*Quoted passage*

I have already been so inspired by the women who have taken the time to come to my group. Some have shared deeply personal stories, others new perspectives, and already original and sometimes highly moving work has been produced and shared. Most of all they have brought an attitude of openness - open in both minds and hearts - to creating something together.
Last week I set a fun exercise involving random words cut out of a magazine (The Simple Things, so it was all quite rustic and wholesome!). We were each given five unrelated words and challenged to write five paragraphs and include one of the words in each para. The brief was deliberately loose - the paragraphs could be related or separate, prose or poetry, fictional or personal account....whatever came to mind. We had just 15 minutes to complete the exercise and read back.
I wanted to share what I wrote below. This is the first piece of fictional writing I have ever shared outside my immediate family and friends and it's hastily composed. Nonetheless I'm proud of it, because like my group, it represents something greater than the sum of its parts. Just five words prompted an entire story - if that's not magic I don't know what is.
(Note; The words I was allocated were STYLE, LIGHTBULB, GLAMPING, INTERNET and BIRTH. I arranged then rearranged them into an order I felt happy with, then wrote longhand. This was written in 15 minutes and my first thought was irritation that the word 'birth' was included, because I absolutely didn't want to write about motherhood, and to ensure I didn't, I chose to write from the perspective of a male.)
The LIGHTBULB moment came to him at possibly the most inconvenient time in the history of the world. 'We're going to have to take her down to theatre,' the white-coated consultant said briskly. He nodded, not really understanding, just grateful that somebody who clearly knew a lot more than him was in charge. At last.

*Work order 1*
In the writing-group passage, what magazine were the random words cut from?
*Work order 2*
Print the stretch of the writing-group passage from "(Note; The words" through "of a male.)".

*Dataset entries*

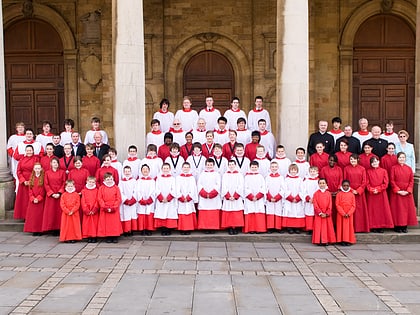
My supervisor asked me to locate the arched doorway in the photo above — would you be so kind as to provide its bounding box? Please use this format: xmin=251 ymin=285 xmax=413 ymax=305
xmin=353 ymin=14 xmax=415 ymax=135
xmin=184 ymin=50 xmax=235 ymax=113
xmin=4 ymin=19 xmax=64 ymax=134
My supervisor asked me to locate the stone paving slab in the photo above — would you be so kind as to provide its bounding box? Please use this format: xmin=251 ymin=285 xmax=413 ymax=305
xmin=0 ymin=232 xmax=420 ymax=315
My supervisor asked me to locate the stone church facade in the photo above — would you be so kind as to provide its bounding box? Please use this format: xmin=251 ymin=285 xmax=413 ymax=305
xmin=0 ymin=0 xmax=420 ymax=217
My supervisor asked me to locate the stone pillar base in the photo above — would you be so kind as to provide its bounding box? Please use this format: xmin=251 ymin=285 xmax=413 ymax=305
xmin=0 ymin=178 xmax=15 ymax=220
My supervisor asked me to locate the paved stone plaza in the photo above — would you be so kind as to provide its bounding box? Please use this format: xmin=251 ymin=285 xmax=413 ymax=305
xmin=0 ymin=232 xmax=420 ymax=315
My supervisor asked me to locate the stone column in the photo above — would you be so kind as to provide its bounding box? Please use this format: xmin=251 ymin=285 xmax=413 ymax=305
xmin=414 ymin=0 xmax=420 ymax=217
xmin=277 ymin=0 xmax=309 ymax=158
xmin=0 ymin=0 xmax=15 ymax=220
xmin=113 ymin=0 xmax=146 ymax=159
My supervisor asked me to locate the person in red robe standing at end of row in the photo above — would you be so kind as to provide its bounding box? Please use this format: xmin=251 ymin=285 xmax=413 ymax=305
xmin=344 ymin=153 xmax=370 ymax=233
xmin=390 ymin=152 xmax=418 ymax=233
xmin=13 ymin=144 xmax=39 ymax=220
xmin=82 ymin=143 xmax=101 ymax=176
xmin=42 ymin=158 xmax=66 ymax=236
xmin=98 ymin=173 xmax=123 ymax=243
xmin=60 ymin=179 xmax=82 ymax=243
xmin=335 ymin=179 xmax=356 ymax=246
xmin=80 ymin=176 xmax=99 ymax=243
xmin=366 ymin=156 xmax=394 ymax=233
xmin=312 ymin=178 xmax=336 ymax=246
xmin=23 ymin=163 xmax=45 ymax=236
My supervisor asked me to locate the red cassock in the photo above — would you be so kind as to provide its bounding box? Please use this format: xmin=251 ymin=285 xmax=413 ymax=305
xmin=309 ymin=152 xmax=329 ymax=171
xmin=95 ymin=166 xmax=120 ymax=187
xmin=13 ymin=156 xmax=39 ymax=219
xmin=80 ymin=188 xmax=99 ymax=238
xmin=335 ymin=191 xmax=356 ymax=244
xmin=319 ymin=164 xmax=343 ymax=222
xmin=335 ymin=151 xmax=352 ymax=170
xmin=40 ymin=155 xmax=55 ymax=172
xmin=67 ymin=167 xmax=90 ymax=193
xmin=344 ymin=165 xmax=370 ymax=233
xmin=381 ymin=154 xmax=398 ymax=178
xmin=390 ymin=164 xmax=418 ymax=226
xmin=366 ymin=167 xmax=394 ymax=229
xmin=42 ymin=169 xmax=66 ymax=231
xmin=23 ymin=177 xmax=45 ymax=233
xmin=82 ymin=155 xmax=101 ymax=176
xmin=60 ymin=192 xmax=82 ymax=242
xmin=98 ymin=185 xmax=123 ymax=237
xmin=359 ymin=153 xmax=377 ymax=170
xmin=312 ymin=190 xmax=336 ymax=244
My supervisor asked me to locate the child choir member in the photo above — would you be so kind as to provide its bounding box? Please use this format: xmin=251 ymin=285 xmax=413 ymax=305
xmin=118 ymin=165 xmax=137 ymax=236
xmin=80 ymin=176 xmax=99 ymax=243
xmin=220 ymin=160 xmax=244 ymax=235
xmin=95 ymin=154 xmax=120 ymax=187
xmin=390 ymin=152 xmax=418 ymax=233
xmin=122 ymin=145 xmax=141 ymax=180
xmin=335 ymin=180 xmax=356 ymax=246
xmin=82 ymin=143 xmax=101 ymax=176
xmin=98 ymin=173 xmax=122 ymax=243
xmin=344 ymin=153 xmax=370 ymax=233
xmin=13 ymin=144 xmax=39 ymax=220
xmin=265 ymin=161 xmax=284 ymax=233
xmin=312 ymin=178 xmax=336 ymax=246
xmin=309 ymin=142 xmax=329 ymax=173
xmin=141 ymin=142 xmax=162 ymax=179
xmin=243 ymin=161 xmax=267 ymax=233
xmin=136 ymin=164 xmax=156 ymax=235
xmin=303 ymin=167 xmax=319 ymax=235
xmin=23 ymin=162 xmax=45 ymax=236
xmin=60 ymin=179 xmax=82 ymax=243
xmin=282 ymin=164 xmax=305 ymax=234
xmin=197 ymin=158 xmax=222 ymax=234
xmin=366 ymin=156 xmax=394 ymax=233
xmin=42 ymin=158 xmax=66 ymax=235
xmin=175 ymin=162 xmax=198 ymax=235
xmin=154 ymin=163 xmax=178 ymax=236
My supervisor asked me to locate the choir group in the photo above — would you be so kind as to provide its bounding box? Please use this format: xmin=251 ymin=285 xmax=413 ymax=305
xmin=7 ymin=96 xmax=417 ymax=245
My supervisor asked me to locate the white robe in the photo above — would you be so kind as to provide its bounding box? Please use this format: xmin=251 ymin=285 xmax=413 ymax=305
xmin=153 ymin=111 xmax=174 ymax=133
xmin=197 ymin=171 xmax=222 ymax=210
xmin=265 ymin=173 xmax=285 ymax=216
xmin=136 ymin=178 xmax=156 ymax=215
xmin=155 ymin=175 xmax=178 ymax=219
xmin=222 ymin=172 xmax=244 ymax=211
xmin=283 ymin=176 xmax=305 ymax=218
xmin=244 ymin=173 xmax=266 ymax=214
xmin=175 ymin=175 xmax=198 ymax=215
xmin=118 ymin=178 xmax=138 ymax=221
xmin=175 ymin=109 xmax=198 ymax=131
xmin=302 ymin=177 xmax=319 ymax=216
xmin=223 ymin=109 xmax=247 ymax=130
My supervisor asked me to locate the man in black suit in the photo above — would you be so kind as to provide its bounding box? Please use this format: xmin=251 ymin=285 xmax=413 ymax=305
xmin=93 ymin=131 xmax=109 ymax=161
xmin=70 ymin=132 xmax=86 ymax=157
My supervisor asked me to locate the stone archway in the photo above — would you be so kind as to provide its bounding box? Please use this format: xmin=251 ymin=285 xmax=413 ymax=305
xmin=3 ymin=3 xmax=80 ymax=130
xmin=165 ymin=33 xmax=253 ymax=111
xmin=339 ymin=0 xmax=416 ymax=126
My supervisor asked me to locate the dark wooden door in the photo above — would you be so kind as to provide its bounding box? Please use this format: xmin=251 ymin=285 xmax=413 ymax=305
xmin=5 ymin=20 xmax=64 ymax=134
xmin=184 ymin=51 xmax=235 ymax=113
xmin=353 ymin=15 xmax=415 ymax=141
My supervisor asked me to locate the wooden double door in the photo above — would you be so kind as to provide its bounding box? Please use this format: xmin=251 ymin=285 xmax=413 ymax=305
xmin=184 ymin=50 xmax=235 ymax=114
xmin=353 ymin=14 xmax=415 ymax=137
xmin=5 ymin=20 xmax=64 ymax=135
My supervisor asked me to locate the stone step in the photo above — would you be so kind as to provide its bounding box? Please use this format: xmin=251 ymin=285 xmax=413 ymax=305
xmin=0 ymin=220 xmax=420 ymax=244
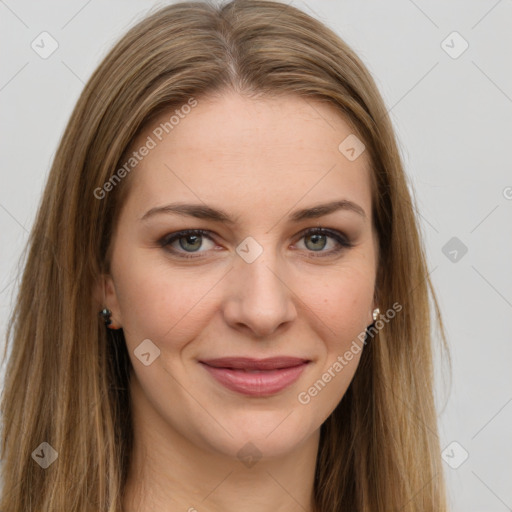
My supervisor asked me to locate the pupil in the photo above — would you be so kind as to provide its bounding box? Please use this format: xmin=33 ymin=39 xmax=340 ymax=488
xmin=180 ymin=235 xmax=201 ymax=251
xmin=309 ymin=234 xmax=325 ymax=249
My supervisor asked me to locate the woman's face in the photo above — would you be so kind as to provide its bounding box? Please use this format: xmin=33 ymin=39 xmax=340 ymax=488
xmin=106 ymin=93 xmax=377 ymax=456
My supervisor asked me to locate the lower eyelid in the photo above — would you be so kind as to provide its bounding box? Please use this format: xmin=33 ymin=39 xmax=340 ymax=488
xmin=159 ymin=227 xmax=354 ymax=259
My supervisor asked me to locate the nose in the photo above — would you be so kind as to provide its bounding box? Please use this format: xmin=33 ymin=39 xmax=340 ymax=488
xmin=223 ymin=249 xmax=297 ymax=338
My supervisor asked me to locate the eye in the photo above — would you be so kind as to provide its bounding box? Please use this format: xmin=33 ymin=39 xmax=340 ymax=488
xmin=158 ymin=228 xmax=353 ymax=259
xmin=159 ymin=229 xmax=213 ymax=259
xmin=292 ymin=228 xmax=353 ymax=258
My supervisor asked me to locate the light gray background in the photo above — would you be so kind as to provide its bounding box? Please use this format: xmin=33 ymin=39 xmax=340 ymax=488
xmin=0 ymin=0 xmax=512 ymax=512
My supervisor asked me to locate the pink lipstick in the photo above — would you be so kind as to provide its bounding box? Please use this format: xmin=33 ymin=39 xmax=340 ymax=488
xmin=200 ymin=357 xmax=310 ymax=397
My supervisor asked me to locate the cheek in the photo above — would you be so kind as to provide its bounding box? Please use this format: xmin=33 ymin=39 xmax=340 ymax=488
xmin=311 ymin=268 xmax=374 ymax=349
xmin=116 ymin=250 xmax=218 ymax=348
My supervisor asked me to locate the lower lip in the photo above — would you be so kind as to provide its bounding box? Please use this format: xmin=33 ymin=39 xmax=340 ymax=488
xmin=202 ymin=363 xmax=308 ymax=396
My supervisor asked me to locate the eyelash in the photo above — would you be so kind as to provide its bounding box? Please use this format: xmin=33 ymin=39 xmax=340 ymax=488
xmin=158 ymin=228 xmax=354 ymax=260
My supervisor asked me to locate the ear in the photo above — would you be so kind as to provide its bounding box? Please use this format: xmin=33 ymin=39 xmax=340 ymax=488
xmin=94 ymin=274 xmax=122 ymax=329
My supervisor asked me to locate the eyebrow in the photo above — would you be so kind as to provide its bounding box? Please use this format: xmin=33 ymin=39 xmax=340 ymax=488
xmin=140 ymin=199 xmax=367 ymax=225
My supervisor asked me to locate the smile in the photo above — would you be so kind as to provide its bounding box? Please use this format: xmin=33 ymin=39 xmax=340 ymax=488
xmin=200 ymin=357 xmax=311 ymax=397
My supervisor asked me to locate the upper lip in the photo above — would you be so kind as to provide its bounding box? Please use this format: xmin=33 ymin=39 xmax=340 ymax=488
xmin=200 ymin=356 xmax=309 ymax=370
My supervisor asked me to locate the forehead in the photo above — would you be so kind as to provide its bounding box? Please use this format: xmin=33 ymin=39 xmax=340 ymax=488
xmin=123 ymin=93 xmax=371 ymax=216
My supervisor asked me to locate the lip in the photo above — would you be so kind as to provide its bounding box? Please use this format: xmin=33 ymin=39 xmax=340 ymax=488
xmin=199 ymin=357 xmax=311 ymax=397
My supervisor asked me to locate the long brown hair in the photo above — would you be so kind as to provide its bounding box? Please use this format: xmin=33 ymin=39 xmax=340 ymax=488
xmin=0 ymin=0 xmax=446 ymax=512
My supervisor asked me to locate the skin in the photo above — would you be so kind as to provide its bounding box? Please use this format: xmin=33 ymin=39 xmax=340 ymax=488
xmin=103 ymin=92 xmax=378 ymax=512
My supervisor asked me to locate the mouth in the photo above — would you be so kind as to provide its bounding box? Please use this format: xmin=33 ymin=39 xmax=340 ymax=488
xmin=199 ymin=357 xmax=311 ymax=397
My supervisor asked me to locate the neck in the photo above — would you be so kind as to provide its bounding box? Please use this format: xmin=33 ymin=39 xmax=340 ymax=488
xmin=123 ymin=379 xmax=320 ymax=512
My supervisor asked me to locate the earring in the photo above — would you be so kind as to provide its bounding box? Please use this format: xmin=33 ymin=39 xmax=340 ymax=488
xmin=99 ymin=308 xmax=119 ymax=329
xmin=99 ymin=308 xmax=112 ymax=327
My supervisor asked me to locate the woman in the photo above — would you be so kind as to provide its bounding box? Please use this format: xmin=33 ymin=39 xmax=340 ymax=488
xmin=0 ymin=0 xmax=446 ymax=512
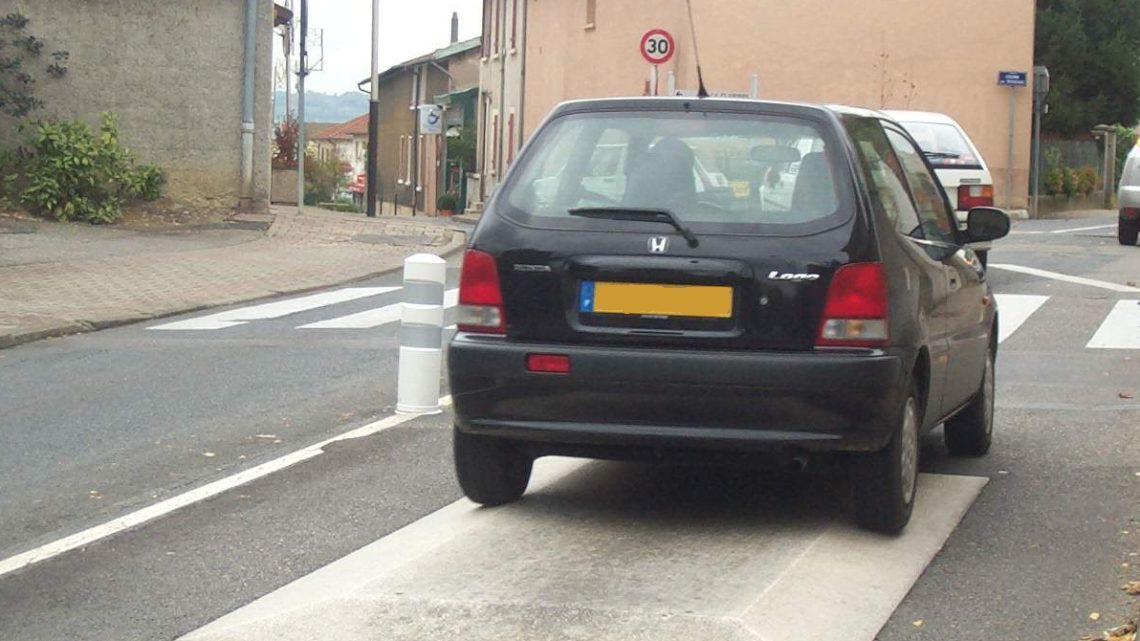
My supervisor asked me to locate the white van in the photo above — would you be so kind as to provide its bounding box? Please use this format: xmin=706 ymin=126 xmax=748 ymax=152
xmin=1116 ymin=143 xmax=1140 ymax=245
xmin=882 ymin=109 xmax=994 ymax=265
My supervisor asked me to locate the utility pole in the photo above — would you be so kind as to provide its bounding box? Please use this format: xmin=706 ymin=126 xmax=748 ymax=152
xmin=296 ymin=0 xmax=309 ymax=213
xmin=365 ymin=0 xmax=380 ymax=218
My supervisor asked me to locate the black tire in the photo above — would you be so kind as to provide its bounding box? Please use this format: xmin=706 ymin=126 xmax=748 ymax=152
xmin=853 ymin=386 xmax=922 ymax=534
xmin=1116 ymin=219 xmax=1140 ymax=245
xmin=453 ymin=428 xmax=535 ymax=505
xmin=943 ymin=347 xmax=994 ymax=456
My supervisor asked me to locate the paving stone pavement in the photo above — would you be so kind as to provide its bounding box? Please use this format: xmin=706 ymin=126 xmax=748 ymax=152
xmin=0 ymin=206 xmax=465 ymax=348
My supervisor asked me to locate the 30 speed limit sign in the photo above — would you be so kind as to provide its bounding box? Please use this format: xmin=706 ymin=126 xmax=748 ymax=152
xmin=641 ymin=29 xmax=677 ymax=65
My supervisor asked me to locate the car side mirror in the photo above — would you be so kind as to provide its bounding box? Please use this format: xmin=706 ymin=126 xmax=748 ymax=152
xmin=966 ymin=206 xmax=1009 ymax=243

*Exercise response 1*
The Simple Things

*Exercise response 2*
(Note; The words I was allocated were STYLE, LIGHTBULB, GLAMPING, INTERNET and BIRTH. I arranged then rearranged them into an order I felt happy with, then wrote longhand. This was written in 15 minutes and my first thought was irritation that the word 'birth' was included, because I absolutely didn't want to write about motherhood, and to ensure I didn't, I chose to write from the perspective of a male.)